■ Requirement ■
Could each entry be returned exactly as it appears?

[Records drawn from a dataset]
******
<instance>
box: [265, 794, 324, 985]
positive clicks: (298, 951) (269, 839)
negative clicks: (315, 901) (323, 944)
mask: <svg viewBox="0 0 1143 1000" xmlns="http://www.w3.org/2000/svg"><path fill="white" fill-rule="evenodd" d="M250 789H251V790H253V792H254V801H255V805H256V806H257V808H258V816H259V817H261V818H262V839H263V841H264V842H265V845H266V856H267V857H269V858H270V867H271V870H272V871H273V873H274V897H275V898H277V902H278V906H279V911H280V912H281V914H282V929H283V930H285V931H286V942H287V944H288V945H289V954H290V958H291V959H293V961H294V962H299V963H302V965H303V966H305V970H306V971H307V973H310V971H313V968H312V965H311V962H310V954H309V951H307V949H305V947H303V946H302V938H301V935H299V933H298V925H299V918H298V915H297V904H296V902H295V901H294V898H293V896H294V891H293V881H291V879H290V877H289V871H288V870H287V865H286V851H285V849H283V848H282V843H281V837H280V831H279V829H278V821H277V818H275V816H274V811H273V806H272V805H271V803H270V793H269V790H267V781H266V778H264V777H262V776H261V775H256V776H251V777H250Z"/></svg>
******
■ Answer to this problem ■
<instance>
box: [265, 794, 324, 985]
positive clicks: (298, 951) (269, 839)
negative clicks: (315, 901) (323, 944)
mask: <svg viewBox="0 0 1143 1000" xmlns="http://www.w3.org/2000/svg"><path fill="white" fill-rule="evenodd" d="M250 789H251V790H253V792H254V801H255V805H256V806H257V808H258V816H259V817H261V818H262V839H263V841H264V842H265V845H266V856H267V857H269V858H270V867H271V870H272V871H273V873H274V897H275V898H277V902H278V906H279V911H280V912H281V914H282V929H283V930H285V931H286V942H287V944H288V945H289V954H290V958H291V959H293V961H294V962H299V963H302V965H303V966H305V970H306V971H307V973H310V971H313V968H312V965H311V962H310V954H309V951H307V949H305V947H303V946H302V938H301V935H299V933H298V925H299V918H298V915H297V904H296V902H295V901H294V898H293V896H294V891H293V881H291V879H290V877H289V871H288V870H287V865H286V851H285V849H283V848H282V843H281V837H280V831H279V829H278V821H277V818H275V816H274V811H273V806H272V805H271V803H270V793H269V790H267V781H266V778H264V777H262V776H261V775H256V776H251V777H250Z"/></svg>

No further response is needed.